| Job A |
Answer these from the capacitor soldering thread, one answer per line and marked to match:
(i) How much wider than spec is the hole spacing, and how far off the board does it make the caps stand?
(ii) Since about what year has no one used rosin-core solder in mass production?
(iii) What was the older choice of chemical for removing rosin from boards?
| Job B |
Extend the capacitor soldering thread, picking up after its final sentence.

| Page extract |
::::::::

Electrolytic Cap Placement & Solder

1999-11-21 by Elhardt@xxx.xxx

I'm stuffing compenents in all my boards for the first pass solder/wash.  I 
normally mount electrolytic capacitors firmly up against the PCB.  After 
reading about the problems of organic flux residue, I am wondering how I am 
going to clean under under them.  Does it matter if I can't clean under them? 
 Or do I need to keep a centimeter or so space, so I can clean?  Thanks for 
any help.

BTW, this business of having to wash boards within 2 hours of soldering is 
seriously screwing up my assembly line building techniques.  Is the only 
reason we are not using good old rosin core 63/37 solder because it leaves 
unsightly flux marks?

-Elhardt

Re: Electrolytic Cap Placement & Solder

1999-11-21 by Paul Schreiber

>
> I'm stuffing compenents in all my boards for the first pass solder/wash.
I
> normally mount electrolytic capacitors firmly up against the PCB.  After
> reading about the problems of organic flux residue, I am wondering how I
am
> going to clean under under them.  Does it matter if I can't clean under
them?
>  Or do I need to keep a centimeter or so space, so I can clean

Actually, the hole spacing is about 0.025 *wider* then 'spec' to make the
caps "stand up"
off the pcb about 1/32" so the water will flow under there. Note the "yellow
box caps"
have small cutouts for this purpose.


> Is the only  reason we are not using good old rosin core 63/37 solder
because it leaves
> unsightly flux marks?

There are two reasons MOTM does not use rosin core solder (in fact, no one
has used rosin-core solder
*in mass production* since about 1990).

#1 - rosin is designed to *attract moisture* (think of the rosin bag in
baseball, and in gymnastics). Attracting
moisture in *NOT* what we want in synths! Especially VCOs.

#2 - in order to *remove* the rosin off the boards, you need *horribly
messy* chemicals. Freon was the older
choice. There are spray cans of non-CFC rosin flux remover, but my
experience is that this makes a huge
mess because all you do is dissolve the flux and coat the whole pcb with it!

::::::::

| Entries |
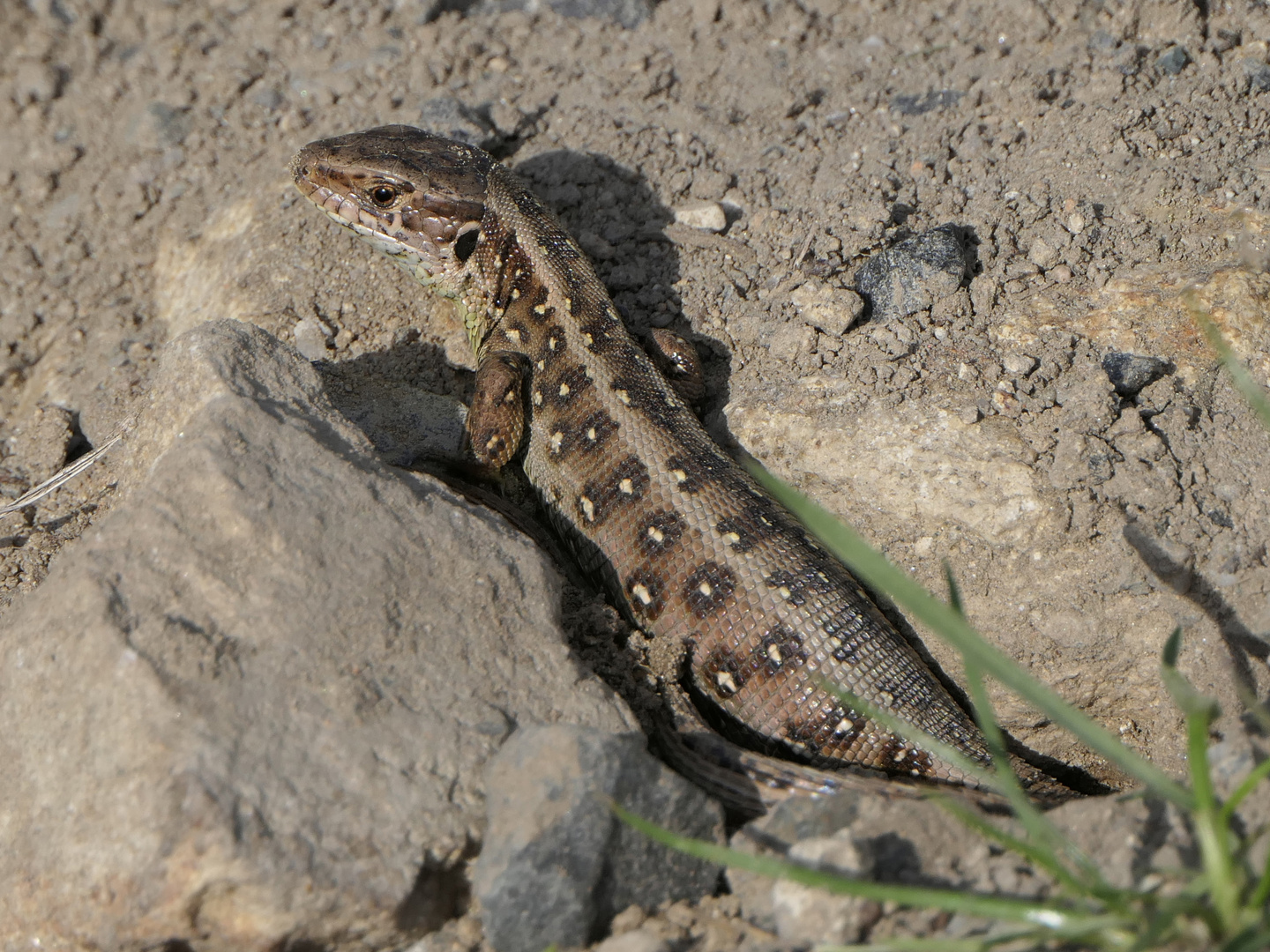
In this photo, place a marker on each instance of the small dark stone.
(1174, 60)
(1258, 74)
(915, 273)
(915, 106)
(1132, 372)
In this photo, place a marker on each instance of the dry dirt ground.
(1102, 155)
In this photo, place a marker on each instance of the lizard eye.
(383, 196)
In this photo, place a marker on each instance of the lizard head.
(417, 197)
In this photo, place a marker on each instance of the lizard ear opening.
(465, 244)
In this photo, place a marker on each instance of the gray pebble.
(1018, 363)
(914, 274)
(557, 863)
(1174, 60)
(1132, 372)
(1258, 74)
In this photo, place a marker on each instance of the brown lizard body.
(700, 557)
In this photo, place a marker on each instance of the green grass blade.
(954, 589)
(878, 571)
(1044, 837)
(1181, 691)
(1212, 834)
(1050, 915)
(1261, 894)
(1240, 376)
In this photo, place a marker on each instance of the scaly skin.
(693, 550)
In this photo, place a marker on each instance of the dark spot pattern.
(707, 588)
(661, 532)
(751, 525)
(818, 726)
(798, 588)
(511, 259)
(594, 429)
(603, 337)
(780, 649)
(640, 394)
(693, 472)
(553, 344)
(600, 496)
(646, 593)
(537, 303)
(559, 443)
(517, 334)
(568, 386)
(724, 673)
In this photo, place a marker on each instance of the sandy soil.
(1102, 156)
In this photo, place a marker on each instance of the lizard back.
(687, 542)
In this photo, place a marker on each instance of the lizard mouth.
(418, 227)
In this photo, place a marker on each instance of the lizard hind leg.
(678, 362)
(496, 421)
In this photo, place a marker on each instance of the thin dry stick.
(65, 475)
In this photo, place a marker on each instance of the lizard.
(696, 555)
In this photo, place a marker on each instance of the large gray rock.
(557, 865)
(256, 703)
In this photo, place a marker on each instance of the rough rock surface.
(557, 865)
(257, 701)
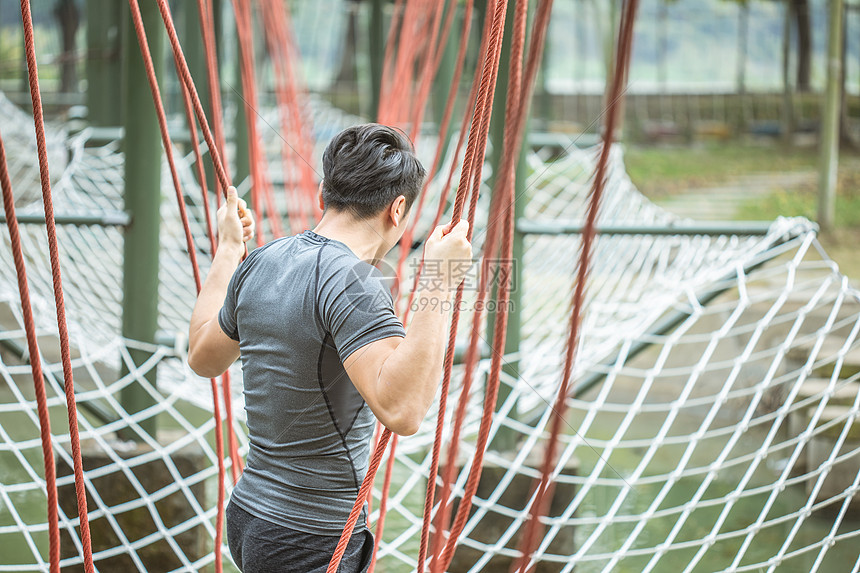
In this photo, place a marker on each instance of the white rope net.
(717, 432)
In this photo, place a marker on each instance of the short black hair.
(366, 167)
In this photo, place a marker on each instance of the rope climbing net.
(727, 443)
(709, 424)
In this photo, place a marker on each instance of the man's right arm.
(398, 377)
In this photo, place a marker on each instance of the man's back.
(298, 307)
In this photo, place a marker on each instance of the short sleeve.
(356, 307)
(227, 314)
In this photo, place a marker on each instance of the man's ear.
(397, 211)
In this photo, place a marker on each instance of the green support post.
(830, 121)
(377, 54)
(103, 62)
(142, 146)
(505, 439)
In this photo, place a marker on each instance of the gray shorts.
(260, 546)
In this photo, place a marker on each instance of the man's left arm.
(210, 350)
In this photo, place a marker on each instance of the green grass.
(658, 171)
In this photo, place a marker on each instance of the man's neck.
(362, 236)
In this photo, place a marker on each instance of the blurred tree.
(800, 10)
(67, 17)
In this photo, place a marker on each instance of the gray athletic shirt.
(299, 306)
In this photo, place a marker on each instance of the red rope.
(359, 502)
(300, 182)
(383, 504)
(68, 379)
(516, 111)
(207, 29)
(221, 173)
(35, 363)
(544, 486)
(189, 239)
(188, 82)
(260, 183)
(449, 357)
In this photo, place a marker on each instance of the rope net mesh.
(718, 433)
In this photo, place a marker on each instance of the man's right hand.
(453, 252)
(235, 221)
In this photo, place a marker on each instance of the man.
(322, 350)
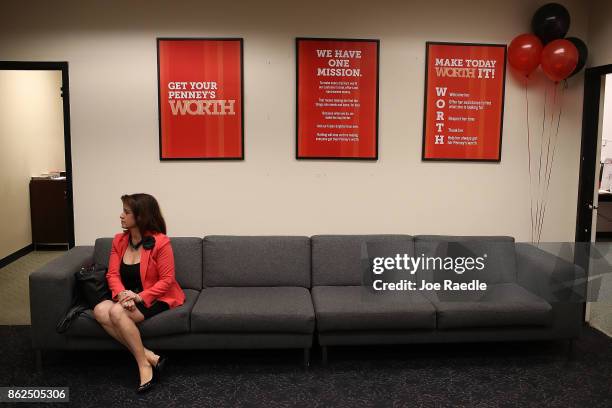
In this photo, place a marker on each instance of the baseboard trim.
(16, 255)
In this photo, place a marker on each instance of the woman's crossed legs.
(120, 323)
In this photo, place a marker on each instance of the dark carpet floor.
(513, 375)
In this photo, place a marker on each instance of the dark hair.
(146, 212)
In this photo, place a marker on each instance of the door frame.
(588, 149)
(65, 93)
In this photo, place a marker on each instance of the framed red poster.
(200, 98)
(337, 98)
(464, 101)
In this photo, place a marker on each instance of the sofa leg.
(571, 350)
(38, 360)
(307, 357)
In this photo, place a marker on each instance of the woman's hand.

::::::::

| Task answer A |
(i) About 0.025 wider, so the caps stand about 1/32" off the PCB.
(ii) About 1990.
(iii) Freon.

| Task answer B |
In production lines in the '70s/'80s
there were massive, high-power water jets that 'scrubbed' the flux off with
150 psi water nozzels after a good old Freon
bath (the boards were actually immersed in liquid Freon).

Today, *all* soldering is using "No Clean" flux.

So, a fair question is :"Why not use No Clean everywhere?"

The answer is that I felt that No Clean is harder to solder, and that
organic *still* has the best overall
joint construction. The only reason No Clean replaced organic is that the
manufacturers saved millions
of dollars on water bills (and floor space!).

Paul S.

Re: Electrolytic Cap Placement & Solder

1999-11-21 by Elhardt@xxx.xxx

(Paul Schreiber) writes:
>>Actually, the hole spacing is about 0.025 *wider* then 'spec' to make the 
caps "stand up" off the pcb about 1/32" so the water will flow under there. 
Note the "yellow box caps" have small cutouts for this purpose.<<

Thanks for the info.  Since I haven't yet soldered with organic flux solder, 
I didn't know the residue came off so easily.  I thought it required some 
persistent scrubbing.

As far as solder goes, I forgot about the moisture problem, and I had no 
intention of cleaning the rosin off.  I don't like the toothpaste consistancy 
of no-clean, but maybe I should learn to like it.  It could save me a good 
chunk of time.  Or perhaps it's time for a wave solder machine.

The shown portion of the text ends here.